# REQUIRED WORK:
The required output consists solely of the lines from the top of the listing through the line containing "target: man's left hand", transcribed exactly.

# SUPPLIED DATA:
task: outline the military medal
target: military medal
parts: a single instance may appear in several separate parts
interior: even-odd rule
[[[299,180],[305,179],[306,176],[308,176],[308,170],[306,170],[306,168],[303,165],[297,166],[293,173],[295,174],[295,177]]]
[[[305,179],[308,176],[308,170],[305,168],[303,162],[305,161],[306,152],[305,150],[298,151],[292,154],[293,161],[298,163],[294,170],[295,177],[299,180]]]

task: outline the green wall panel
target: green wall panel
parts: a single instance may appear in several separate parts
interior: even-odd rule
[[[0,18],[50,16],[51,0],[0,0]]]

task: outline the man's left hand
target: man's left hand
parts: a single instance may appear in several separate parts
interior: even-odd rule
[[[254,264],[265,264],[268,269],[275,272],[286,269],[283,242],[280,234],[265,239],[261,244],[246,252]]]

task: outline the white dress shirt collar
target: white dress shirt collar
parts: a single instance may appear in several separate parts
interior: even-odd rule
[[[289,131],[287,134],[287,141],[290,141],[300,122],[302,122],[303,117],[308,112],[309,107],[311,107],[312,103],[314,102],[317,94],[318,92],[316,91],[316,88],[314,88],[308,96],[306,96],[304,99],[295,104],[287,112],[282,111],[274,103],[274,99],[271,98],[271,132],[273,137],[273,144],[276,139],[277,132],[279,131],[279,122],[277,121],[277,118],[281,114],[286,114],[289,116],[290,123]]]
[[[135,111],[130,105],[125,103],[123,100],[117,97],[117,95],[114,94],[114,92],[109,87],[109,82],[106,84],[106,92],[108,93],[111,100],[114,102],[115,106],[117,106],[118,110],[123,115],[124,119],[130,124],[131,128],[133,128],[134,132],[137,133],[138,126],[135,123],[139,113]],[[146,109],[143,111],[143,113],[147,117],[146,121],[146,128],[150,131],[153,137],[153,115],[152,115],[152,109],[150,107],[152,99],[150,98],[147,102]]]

# EXERCISE RESULT:
task: outline the military medal
target: military medal
parts: a single instance may appear in several separate parts
interior: even-odd rule
[[[299,180],[305,179],[306,176],[308,176],[308,170],[306,170],[306,168],[303,165],[297,166],[293,173],[295,174],[295,177]]]
[[[305,179],[308,176],[308,170],[305,168],[303,162],[305,161],[306,152],[305,150],[298,151],[292,154],[293,161],[298,163],[294,170],[295,177],[299,180]]]

task: outline the green wall panel
target: green wall panel
parts: a single instance may appear in several separate parts
interior: even-odd rule
[[[0,18],[50,16],[51,0],[0,0]]]

task: outline the man's left hand
target: man's left hand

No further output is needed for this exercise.